Point-per-instance localization data
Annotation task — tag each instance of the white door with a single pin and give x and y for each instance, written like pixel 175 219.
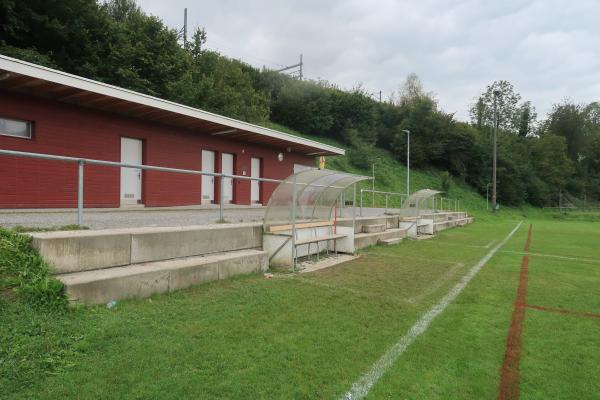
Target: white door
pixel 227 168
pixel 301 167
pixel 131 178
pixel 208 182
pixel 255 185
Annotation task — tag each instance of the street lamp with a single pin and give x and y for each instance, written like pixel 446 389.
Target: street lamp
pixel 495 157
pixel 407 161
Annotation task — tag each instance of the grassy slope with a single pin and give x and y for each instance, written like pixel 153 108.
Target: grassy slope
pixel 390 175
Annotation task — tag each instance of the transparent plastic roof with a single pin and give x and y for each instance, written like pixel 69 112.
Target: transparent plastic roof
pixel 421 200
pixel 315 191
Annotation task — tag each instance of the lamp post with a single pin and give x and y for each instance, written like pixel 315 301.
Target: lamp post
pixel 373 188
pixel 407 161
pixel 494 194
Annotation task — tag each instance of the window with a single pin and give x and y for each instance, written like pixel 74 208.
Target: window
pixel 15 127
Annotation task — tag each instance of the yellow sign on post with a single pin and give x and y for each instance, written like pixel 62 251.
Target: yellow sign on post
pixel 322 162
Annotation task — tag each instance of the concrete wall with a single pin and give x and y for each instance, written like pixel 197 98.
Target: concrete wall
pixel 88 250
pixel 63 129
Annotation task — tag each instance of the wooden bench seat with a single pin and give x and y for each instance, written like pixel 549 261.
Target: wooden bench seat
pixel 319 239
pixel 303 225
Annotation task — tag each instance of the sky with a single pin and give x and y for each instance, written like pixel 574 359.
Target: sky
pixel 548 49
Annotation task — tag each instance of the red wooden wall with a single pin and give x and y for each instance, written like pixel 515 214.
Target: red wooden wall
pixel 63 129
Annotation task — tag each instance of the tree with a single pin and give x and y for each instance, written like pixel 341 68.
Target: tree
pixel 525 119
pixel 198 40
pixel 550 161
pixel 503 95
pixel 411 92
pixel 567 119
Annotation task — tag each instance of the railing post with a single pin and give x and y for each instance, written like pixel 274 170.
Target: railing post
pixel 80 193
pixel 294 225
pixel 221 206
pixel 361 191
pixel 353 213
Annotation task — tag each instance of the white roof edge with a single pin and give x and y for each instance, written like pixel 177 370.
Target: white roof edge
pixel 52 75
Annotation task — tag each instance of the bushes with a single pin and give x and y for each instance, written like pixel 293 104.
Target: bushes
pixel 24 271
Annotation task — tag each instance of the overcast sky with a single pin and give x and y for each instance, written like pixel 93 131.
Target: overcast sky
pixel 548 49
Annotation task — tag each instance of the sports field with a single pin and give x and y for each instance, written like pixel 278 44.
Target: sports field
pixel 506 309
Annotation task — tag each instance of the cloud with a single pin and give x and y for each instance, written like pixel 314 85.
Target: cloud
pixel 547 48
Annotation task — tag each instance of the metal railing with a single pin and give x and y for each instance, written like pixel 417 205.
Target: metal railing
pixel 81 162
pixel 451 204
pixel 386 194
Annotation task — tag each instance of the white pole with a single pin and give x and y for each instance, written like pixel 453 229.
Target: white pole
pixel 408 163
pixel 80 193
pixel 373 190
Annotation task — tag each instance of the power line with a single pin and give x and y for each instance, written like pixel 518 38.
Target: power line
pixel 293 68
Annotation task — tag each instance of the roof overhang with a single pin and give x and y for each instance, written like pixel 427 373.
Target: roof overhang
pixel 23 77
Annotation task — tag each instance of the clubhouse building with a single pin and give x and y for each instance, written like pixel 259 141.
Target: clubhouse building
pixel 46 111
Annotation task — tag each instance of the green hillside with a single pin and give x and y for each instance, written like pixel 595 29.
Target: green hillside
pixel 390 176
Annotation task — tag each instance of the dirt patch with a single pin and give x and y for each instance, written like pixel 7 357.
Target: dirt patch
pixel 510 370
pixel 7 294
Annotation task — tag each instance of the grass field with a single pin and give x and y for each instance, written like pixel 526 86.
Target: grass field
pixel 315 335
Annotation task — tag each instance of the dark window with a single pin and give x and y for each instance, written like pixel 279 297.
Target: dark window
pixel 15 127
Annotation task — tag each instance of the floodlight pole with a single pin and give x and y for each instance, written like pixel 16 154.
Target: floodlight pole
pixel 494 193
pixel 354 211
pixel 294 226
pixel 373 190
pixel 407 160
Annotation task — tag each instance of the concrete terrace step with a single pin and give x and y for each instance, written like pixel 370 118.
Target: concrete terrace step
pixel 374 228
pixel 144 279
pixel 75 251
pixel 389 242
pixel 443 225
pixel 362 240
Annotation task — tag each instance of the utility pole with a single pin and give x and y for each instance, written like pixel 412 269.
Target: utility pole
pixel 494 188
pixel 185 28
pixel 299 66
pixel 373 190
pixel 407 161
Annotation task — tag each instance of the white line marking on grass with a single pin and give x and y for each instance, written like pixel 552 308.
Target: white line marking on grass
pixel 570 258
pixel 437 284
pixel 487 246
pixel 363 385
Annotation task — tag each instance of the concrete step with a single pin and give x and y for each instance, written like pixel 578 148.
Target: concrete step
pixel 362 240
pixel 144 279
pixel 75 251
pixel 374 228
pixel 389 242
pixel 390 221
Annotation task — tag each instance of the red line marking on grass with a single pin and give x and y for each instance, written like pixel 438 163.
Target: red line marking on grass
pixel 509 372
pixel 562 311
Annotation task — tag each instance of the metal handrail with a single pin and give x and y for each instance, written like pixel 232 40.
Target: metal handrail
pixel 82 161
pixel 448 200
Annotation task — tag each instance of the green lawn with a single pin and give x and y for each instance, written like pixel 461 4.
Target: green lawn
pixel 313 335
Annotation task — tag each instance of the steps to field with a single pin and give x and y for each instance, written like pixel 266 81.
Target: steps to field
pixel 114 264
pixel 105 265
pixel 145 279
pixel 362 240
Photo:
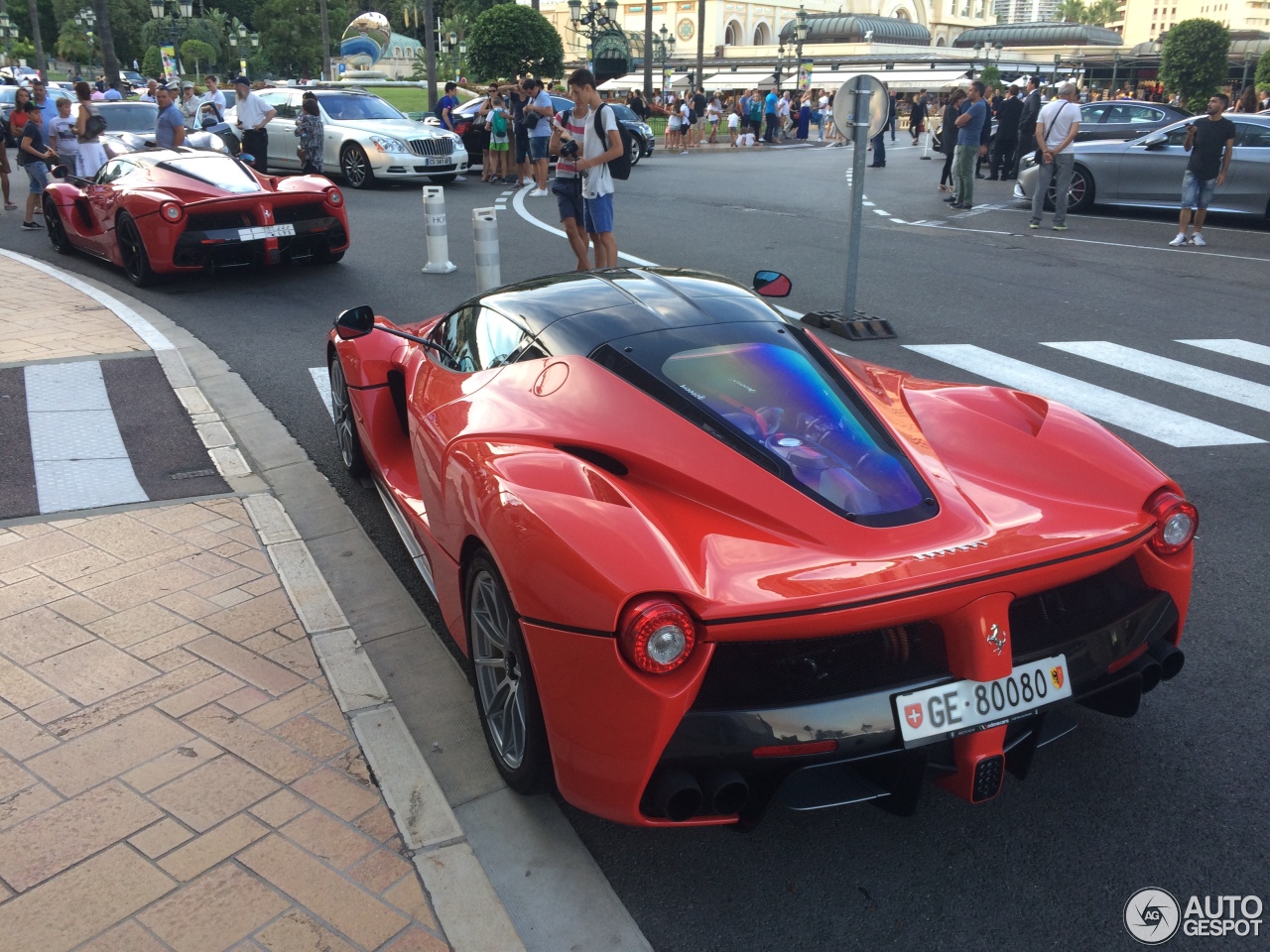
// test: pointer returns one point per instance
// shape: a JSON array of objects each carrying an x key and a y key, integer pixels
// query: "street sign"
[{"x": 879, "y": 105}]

TASK DIRECTIONS:
Except for the pictures, print the data above exactly.

ANSWER SPACE:
Annotation task — tag each instance of the white door with a single pin and give x and y for each instance, written like pixel 175 219.
Target: white door
pixel 227 168
pixel 301 167
pixel 131 178
pixel 208 182
pixel 255 185
Annotation task — tag each instance of the street lamp with a single pin and give x and y for each instance, written like pixel 446 389.
Target: street lamp
pixel 495 157
pixel 407 161
Annotation task — tag each instance of the grassy slope with a single pin and give x and y for each instance, written like pixel 153 108.
Target: grassy slope
pixel 390 175
Annotation task — tag each instance of the transparent plastic roof with a single pin and give x and y for each instance, written like pixel 69 112.
Target: transparent plastic roof
pixel 421 200
pixel 315 191
Annotation task — tag each instance of the lamp post with a single pin and give x and y for each instance, written like pixel 315 301.
Target: lamp post
pixel 373 188
pixel 407 161
pixel 494 194
Annotation task — tag each instance of the window with a single pin and give x and y for each instance, written like pixel 74 208.
Target: window
pixel 15 127
Annotation task — tag each instance of the yellow sign on post with a single pin and give x and y for each instance, written like pixel 62 251.
Target: yellow sign on post
pixel 322 162
Annotation task — tag each instance of the concrete wall with a single pin and give x and y for each instance, written like pixel 197 98.
Target: concrete wall
pixel 88 250
pixel 63 129
Annotation task — tag each instance of the wooden bench seat with a single pin and give x and y for each instance, written like pixel 549 261.
Target: wooden bench seat
pixel 319 239
pixel 303 225
Annotation task — tag each instance of the sky with a single pin and give x and y for each instance, written like pixel 574 359.
Target: sky
pixel 548 49
Annotation task — tag each instance of the red wooden wall with a single pin and give x and y for each instance, written like pixel 515 214.
Target: red wooden wall
pixel 63 129
Annotation task — tag each instance of the tree with a single pin and give x and y for each instance, written like pixel 341 68.
Target: tree
pixel 525 119
pixel 198 40
pixel 550 161
pixel 503 95
pixel 411 92
pixel 567 119
Annotation task — tag each instance of the railing post with a single pin and give x and y for each instance, written like pixel 274 170.
Target: railing post
pixel 80 193
pixel 294 225
pixel 221 206
pixel 361 191
pixel 353 213
Annotation task — tag each instance of the white roof edge with a single pin and give x and y for each instance, written like pixel 177 370.
Target: white roof edge
pixel 52 75
Annotation task — tag each instance of the bushes with a single pin and give x and y for each instance, written like pixel 293 104.
Target: bushes
pixel 24 271
Annotation task — tag each instance of the overcast sky with a single pin and give x and y for each instance, written like pixel 93 131.
Target: overcast sky
pixel 548 49
Annotation task — tag each instance of the sports field with a single pin and give x and y for each instance, written like pixel 278 44.
Target: sports field
pixel 506 309
Annotation task — tag each instance of the cloud with a single pin and give x and y for each instance, written like pixel 314 85.
Target: cloud
pixel 547 48
Annotation task — tag each instance of the metal railing with a single pin and give x and y for each instance, written like pixel 417 205.
Target: metal railing
pixel 81 162
pixel 451 204
pixel 386 194
Annotation task — tag each instance of the white pole with a single pin and give x and y for each instance, written like pixel 453 229.
Target: white pole
pixel 408 163
pixel 80 193
pixel 373 190
Annotation task — tag each instance of the power line with a single pin and give x and y for each instance, written like pixel 518 38.
Target: power line
pixel 293 68
Annotation task — tag each instance of the roof overhang with a single pin and give x and y for each instance, written like pixel 427 373.
Target: roof overhang
pixel 23 77
Annotation task — tag each instance of the clubhouse building with a single pin and give x and y for each instance, written like pixel 259 141.
Target: clubhouse building
pixel 46 111
Annotation task — tag each instance of the green hillside with a single pin and give x and y for each instance, written like pixel 595 29.
Target: green hillside
pixel 390 176
Annotation task — tag each instance of the dirt patch with a single pin and give x and y for each instance, written like pixel 7 357.
Target: dirt patch
pixel 510 370
pixel 7 294
Annotation task — tag each instance of the grass field with a single pin and give x and y for each instance, written like pixel 526 86.
Target: grass field
pixel 315 335
Annotation task — tag each instance of the dark window with a single pin and give x and y for each instance, written like pixel 279 297.
Target: dark window
pixel 15 127
Annotation task — tag each instance of the floodlight pole with a single pin and give x and y for each instance, written like pixel 16 154.
Target: floodlight pole
pixel 494 193
pixel 354 211
pixel 294 226
pixel 373 190
pixel 407 160
Annotation task — tag each instance of the concrete terrace step with a single pin and give x and y for each instance, written like pixel 370 118.
Target: concrete terrace step
pixel 374 228
pixel 144 279
pixel 75 251
pixel 389 242
pixel 443 225
pixel 362 240
Annotation task — tag each instance of the utility pole with a single pin and give x and y for each instance, written like pixel 412 269.
Target: utility pole
pixel 494 188
pixel 185 28
pixel 299 66
pixel 373 190
pixel 407 161
Annotation task — tag each instance of the white line marking on grass with a single pin and give x and y for each instance, written like pixel 552 308.
Target: white line marking on grass
pixel 570 258
pixel 437 284
pixel 487 246
pixel 363 385
Annotation task — tag each instance of the concrete step with a single pin and give x and y for each instance, written like pixel 578 148.
Target: concrete step
pixel 362 240
pixel 144 279
pixel 75 251
pixel 374 228
pixel 389 242
pixel 390 221
Annotation task — tag each instance of the red line marking on grass with a single pin and give x and y for each instance, written like pixel 438 163.
Target: red line marking on grass
pixel 509 372
pixel 562 311
Annotation task — tag each instance of the metal handrail with a single pin and give x and y for each instance, written like pixel 232 40.
Target: metal handrail
pixel 82 161
pixel 448 200
Annotation task — tag each instance of the green lawn with a single pin and give x and y for each instance, written like pixel 461 4.
Target: green lawn
pixel 313 335
Annotation task — tag each instance of the steps to field with a single pin and give x and y for each instance, written like pixel 266 81.
Target: steps to field
pixel 114 264
pixel 105 265
pixel 145 279
pixel 362 240
Photo:
// test: pointer returns one point per instance
// shape: a JSON array of objects each carrying an x key and a y key, integer pixels
// query: "street sign"
[{"x": 879, "y": 105}]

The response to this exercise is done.